▶ **GIVEN PASSAGE**:
COVID 19 has been taking all the attention since it started in late December. To date, the virus has infected more than four million people globally, taking the lives of more than 290,000. Living as a refugee in a tent without a stable source of income and having to worry about the virus is a real heavy burden.
The virus is forcing the world to adopt a new style of living where physical distancing and hygiene are a priority. Yasmine, 12, recognizes the importance of all the new safety measures and tries to practice them every day at home. “When I first heard of the virus, I was very scared. But now, after the awareness sessions, I understand how to keep my family and myself safe,” she says. “Whenever we go outside, we have to keep our distance from people. We also have to wear masks and constantly wash our hands,” she adds. At home, Yasmine practices what she learned from the awareness sessions conducted by World Vision’s animator and teaches her younger siblings.

▶ **APPLY WHAT YOU READ**:
a: Answer these about the Yasmine passage:
(i) How many people globally has the virus infected to date?
(ii) How old is Yasmine?
(iii) Who conducted the awareness sessions?
b: Update the Yasmine passage starting at "The virus is forcing" and ending at "her younger siblings.", replacing "masks" with "gloves".

Excerpts from a dataset
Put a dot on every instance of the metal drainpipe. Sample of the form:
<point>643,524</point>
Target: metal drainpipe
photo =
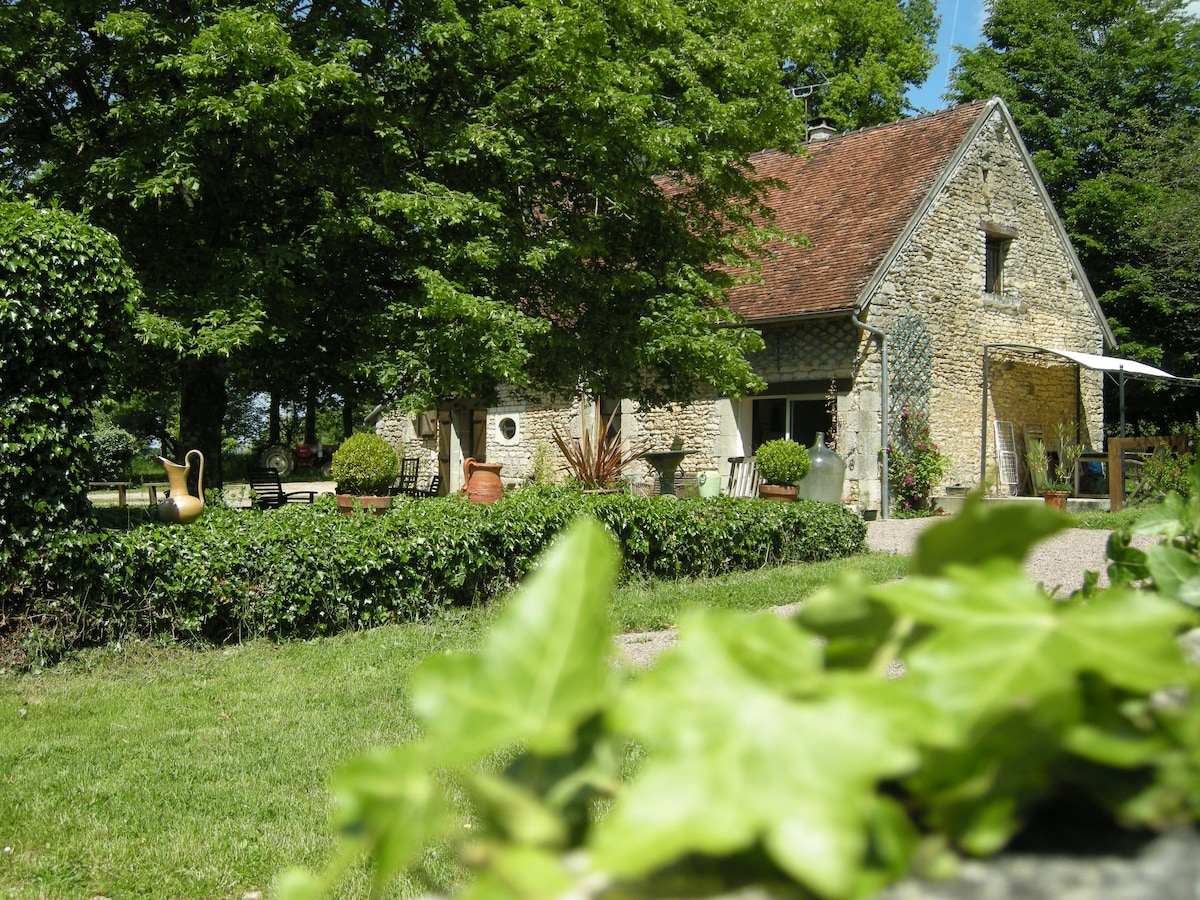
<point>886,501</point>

* * *

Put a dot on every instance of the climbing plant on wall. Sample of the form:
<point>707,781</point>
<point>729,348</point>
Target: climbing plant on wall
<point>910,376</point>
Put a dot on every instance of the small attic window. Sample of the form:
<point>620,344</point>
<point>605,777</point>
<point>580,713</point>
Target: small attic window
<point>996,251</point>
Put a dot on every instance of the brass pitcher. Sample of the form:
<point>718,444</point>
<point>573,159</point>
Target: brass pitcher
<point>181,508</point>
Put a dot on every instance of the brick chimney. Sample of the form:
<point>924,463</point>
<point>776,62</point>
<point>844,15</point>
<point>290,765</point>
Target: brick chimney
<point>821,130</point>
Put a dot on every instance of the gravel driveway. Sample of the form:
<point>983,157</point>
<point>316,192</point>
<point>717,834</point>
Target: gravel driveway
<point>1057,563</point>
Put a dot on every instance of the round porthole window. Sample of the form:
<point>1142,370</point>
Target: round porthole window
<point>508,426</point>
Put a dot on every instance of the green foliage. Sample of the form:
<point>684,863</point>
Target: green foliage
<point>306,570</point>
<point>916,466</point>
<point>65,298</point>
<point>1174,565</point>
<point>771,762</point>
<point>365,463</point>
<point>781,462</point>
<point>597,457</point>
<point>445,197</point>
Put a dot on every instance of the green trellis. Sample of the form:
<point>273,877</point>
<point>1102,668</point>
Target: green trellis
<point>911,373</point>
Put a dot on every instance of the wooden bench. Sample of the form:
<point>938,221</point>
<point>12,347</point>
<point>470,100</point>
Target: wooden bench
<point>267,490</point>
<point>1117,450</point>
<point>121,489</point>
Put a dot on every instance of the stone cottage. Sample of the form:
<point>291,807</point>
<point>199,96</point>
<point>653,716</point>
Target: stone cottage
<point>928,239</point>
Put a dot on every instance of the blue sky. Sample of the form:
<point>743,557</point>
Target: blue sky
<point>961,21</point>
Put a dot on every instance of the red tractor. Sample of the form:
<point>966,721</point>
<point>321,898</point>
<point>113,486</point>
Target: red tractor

---

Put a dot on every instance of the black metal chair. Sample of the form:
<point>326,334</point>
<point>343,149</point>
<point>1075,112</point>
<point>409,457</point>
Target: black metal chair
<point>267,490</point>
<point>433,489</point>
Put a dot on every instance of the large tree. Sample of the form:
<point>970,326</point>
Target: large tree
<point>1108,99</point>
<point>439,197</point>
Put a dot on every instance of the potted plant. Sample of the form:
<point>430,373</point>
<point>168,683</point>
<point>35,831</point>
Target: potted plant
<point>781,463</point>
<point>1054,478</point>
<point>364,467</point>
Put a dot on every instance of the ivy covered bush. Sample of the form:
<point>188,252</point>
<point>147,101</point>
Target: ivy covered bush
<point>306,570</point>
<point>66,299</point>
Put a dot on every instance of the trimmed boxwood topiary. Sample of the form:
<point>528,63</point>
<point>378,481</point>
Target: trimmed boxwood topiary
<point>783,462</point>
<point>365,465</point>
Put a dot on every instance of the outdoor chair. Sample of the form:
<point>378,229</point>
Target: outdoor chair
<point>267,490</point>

▶ **RESPONSES IN ORDER**:
a:
(i) More than four million
(ii) 12
(iii) World Vision’s animator

b:
The virus is forcing the world to adopt a new style of living where physical distancing and hygiene are a priority. Yasmine, 12, recognizes the importance of all the new safety measures and tries to practice them every day at home. “When I first heard of the virus, I was very scared. But now, after the awareness sessions, I understand how to keep my family and myself safe,” she says. “Whenever we go outside, we have to keep our distance from people. We also have to wear gloves and constantly wash our hands,” she adds. At home, Yasmine practices what she learned from the awareness sessions conducted by World Vision’s animator and teaches her younger siblings.